**PROBLEM DESCRIPTION**
Return each line in the listing below that contains the string "book". Case counts.

(Rows from a box labeling dataset)
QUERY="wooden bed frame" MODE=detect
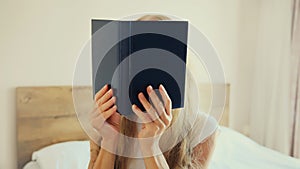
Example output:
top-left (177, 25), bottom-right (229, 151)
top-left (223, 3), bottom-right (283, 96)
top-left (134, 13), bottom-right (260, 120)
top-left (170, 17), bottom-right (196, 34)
top-left (16, 84), bottom-right (230, 169)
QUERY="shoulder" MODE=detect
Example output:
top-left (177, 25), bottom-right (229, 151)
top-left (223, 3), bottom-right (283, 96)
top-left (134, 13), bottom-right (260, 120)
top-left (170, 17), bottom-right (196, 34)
top-left (190, 112), bottom-right (219, 148)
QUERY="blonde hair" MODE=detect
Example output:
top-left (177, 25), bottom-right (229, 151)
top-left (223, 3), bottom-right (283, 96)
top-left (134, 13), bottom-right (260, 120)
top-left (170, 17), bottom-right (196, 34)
top-left (115, 15), bottom-right (202, 169)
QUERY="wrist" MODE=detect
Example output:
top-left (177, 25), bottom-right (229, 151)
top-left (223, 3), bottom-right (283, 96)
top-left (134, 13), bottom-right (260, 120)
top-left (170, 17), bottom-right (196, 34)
top-left (139, 138), bottom-right (162, 157)
top-left (101, 138), bottom-right (118, 154)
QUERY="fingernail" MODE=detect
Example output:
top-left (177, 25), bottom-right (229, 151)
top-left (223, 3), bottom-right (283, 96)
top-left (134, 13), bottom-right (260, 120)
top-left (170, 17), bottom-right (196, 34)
top-left (147, 85), bottom-right (153, 93)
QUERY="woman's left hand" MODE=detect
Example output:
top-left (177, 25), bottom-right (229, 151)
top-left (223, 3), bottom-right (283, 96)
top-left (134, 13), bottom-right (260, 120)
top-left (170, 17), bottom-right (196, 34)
top-left (132, 85), bottom-right (172, 138)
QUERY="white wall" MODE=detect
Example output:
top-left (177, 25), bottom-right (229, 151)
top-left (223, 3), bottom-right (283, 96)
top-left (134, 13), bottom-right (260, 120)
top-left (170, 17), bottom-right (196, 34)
top-left (0, 0), bottom-right (248, 168)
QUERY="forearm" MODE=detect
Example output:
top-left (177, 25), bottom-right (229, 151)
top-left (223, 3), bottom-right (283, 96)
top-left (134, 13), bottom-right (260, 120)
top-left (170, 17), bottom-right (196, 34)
top-left (144, 154), bottom-right (169, 169)
top-left (93, 148), bottom-right (116, 169)
top-left (93, 139), bottom-right (117, 169)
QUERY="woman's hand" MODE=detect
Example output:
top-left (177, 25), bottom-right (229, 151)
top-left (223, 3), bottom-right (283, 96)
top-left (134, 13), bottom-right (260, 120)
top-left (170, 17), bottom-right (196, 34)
top-left (91, 85), bottom-right (121, 149)
top-left (132, 85), bottom-right (172, 138)
top-left (132, 85), bottom-right (172, 169)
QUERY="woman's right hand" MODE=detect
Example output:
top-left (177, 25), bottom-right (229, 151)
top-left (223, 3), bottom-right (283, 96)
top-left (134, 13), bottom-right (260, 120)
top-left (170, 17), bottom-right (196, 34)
top-left (91, 85), bottom-right (121, 149)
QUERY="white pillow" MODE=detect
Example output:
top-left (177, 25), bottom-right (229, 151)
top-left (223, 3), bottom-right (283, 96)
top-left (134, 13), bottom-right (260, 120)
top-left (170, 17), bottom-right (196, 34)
top-left (32, 141), bottom-right (90, 169)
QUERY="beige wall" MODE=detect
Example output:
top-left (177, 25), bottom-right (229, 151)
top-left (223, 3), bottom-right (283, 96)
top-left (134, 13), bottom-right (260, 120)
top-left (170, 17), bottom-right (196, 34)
top-left (0, 0), bottom-right (258, 168)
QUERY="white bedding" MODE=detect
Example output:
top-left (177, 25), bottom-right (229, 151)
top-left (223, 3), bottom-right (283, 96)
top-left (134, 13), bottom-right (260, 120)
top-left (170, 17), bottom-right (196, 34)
top-left (24, 127), bottom-right (300, 169)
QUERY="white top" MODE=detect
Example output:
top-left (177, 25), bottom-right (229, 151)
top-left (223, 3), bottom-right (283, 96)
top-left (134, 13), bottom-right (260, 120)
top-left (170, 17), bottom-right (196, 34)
top-left (129, 112), bottom-right (218, 169)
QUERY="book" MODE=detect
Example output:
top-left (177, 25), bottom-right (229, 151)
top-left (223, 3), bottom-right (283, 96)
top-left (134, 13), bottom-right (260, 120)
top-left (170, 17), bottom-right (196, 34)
top-left (92, 20), bottom-right (188, 116)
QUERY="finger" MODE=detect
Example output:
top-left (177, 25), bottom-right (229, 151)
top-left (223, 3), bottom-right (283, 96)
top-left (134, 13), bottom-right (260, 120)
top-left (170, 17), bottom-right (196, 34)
top-left (97, 89), bottom-right (113, 106)
top-left (131, 104), bottom-right (152, 123)
top-left (138, 93), bottom-right (165, 128)
top-left (147, 86), bottom-right (165, 116)
top-left (99, 96), bottom-right (116, 112)
top-left (95, 84), bottom-right (108, 100)
top-left (138, 93), bottom-right (159, 121)
top-left (101, 105), bottom-right (117, 121)
top-left (159, 84), bottom-right (172, 115)
top-left (107, 113), bottom-right (121, 127)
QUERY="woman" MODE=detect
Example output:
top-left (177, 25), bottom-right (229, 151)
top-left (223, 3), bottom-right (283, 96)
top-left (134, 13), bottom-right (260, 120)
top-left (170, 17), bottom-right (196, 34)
top-left (89, 15), bottom-right (217, 169)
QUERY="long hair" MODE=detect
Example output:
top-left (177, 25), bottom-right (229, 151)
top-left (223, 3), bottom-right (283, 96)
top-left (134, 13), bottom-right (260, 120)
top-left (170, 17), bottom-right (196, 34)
top-left (115, 15), bottom-right (202, 169)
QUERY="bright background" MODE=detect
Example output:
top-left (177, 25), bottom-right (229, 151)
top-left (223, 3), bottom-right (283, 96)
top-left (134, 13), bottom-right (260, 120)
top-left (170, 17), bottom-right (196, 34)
top-left (0, 0), bottom-right (288, 169)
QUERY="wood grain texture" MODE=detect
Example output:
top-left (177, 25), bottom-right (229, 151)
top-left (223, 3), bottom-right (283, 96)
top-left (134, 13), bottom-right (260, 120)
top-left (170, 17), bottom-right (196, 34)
top-left (16, 84), bottom-right (230, 169)
top-left (16, 86), bottom-right (88, 168)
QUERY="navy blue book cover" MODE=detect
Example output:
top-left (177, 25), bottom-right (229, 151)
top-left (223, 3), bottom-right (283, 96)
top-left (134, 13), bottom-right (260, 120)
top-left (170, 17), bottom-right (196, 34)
top-left (92, 20), bottom-right (188, 115)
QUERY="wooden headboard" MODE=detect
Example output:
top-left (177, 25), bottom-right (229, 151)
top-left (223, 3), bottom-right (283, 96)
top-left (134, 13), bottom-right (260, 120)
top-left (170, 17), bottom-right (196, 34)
top-left (16, 85), bottom-right (229, 169)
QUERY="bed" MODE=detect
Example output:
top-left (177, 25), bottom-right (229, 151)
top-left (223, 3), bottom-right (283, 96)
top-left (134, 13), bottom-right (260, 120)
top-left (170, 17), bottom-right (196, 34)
top-left (16, 85), bottom-right (300, 169)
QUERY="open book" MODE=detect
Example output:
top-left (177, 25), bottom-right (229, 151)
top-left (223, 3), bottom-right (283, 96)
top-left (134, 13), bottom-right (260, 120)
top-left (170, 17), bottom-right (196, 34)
top-left (92, 20), bottom-right (188, 115)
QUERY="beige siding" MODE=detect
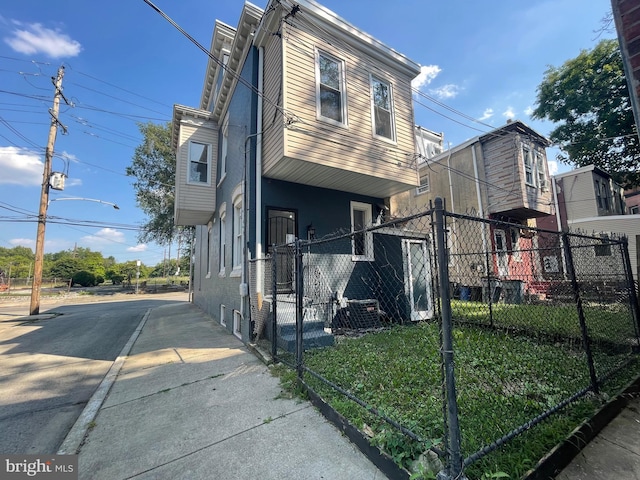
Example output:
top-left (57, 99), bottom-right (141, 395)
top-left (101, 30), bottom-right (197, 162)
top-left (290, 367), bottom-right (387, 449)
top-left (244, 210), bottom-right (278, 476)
top-left (560, 171), bottom-right (598, 220)
top-left (262, 36), bottom-right (284, 169)
top-left (264, 19), bottom-right (418, 191)
top-left (175, 121), bottom-right (218, 225)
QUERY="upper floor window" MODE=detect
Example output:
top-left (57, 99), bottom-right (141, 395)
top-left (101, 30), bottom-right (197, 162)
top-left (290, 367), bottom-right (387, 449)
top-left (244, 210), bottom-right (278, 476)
top-left (522, 145), bottom-right (548, 191)
top-left (416, 168), bottom-right (431, 193)
top-left (187, 142), bottom-right (211, 185)
top-left (316, 51), bottom-right (347, 126)
top-left (371, 76), bottom-right (395, 141)
top-left (218, 113), bottom-right (229, 183)
top-left (351, 202), bottom-right (373, 260)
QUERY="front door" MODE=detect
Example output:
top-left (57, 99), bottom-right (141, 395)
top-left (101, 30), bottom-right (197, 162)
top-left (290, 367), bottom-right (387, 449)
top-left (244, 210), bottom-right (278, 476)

**CORRECT RESULT**
QUERY="book" MODE=detect
QUERY="navy blue book cover" MODE=detect
QUERY="open book" MODE=detect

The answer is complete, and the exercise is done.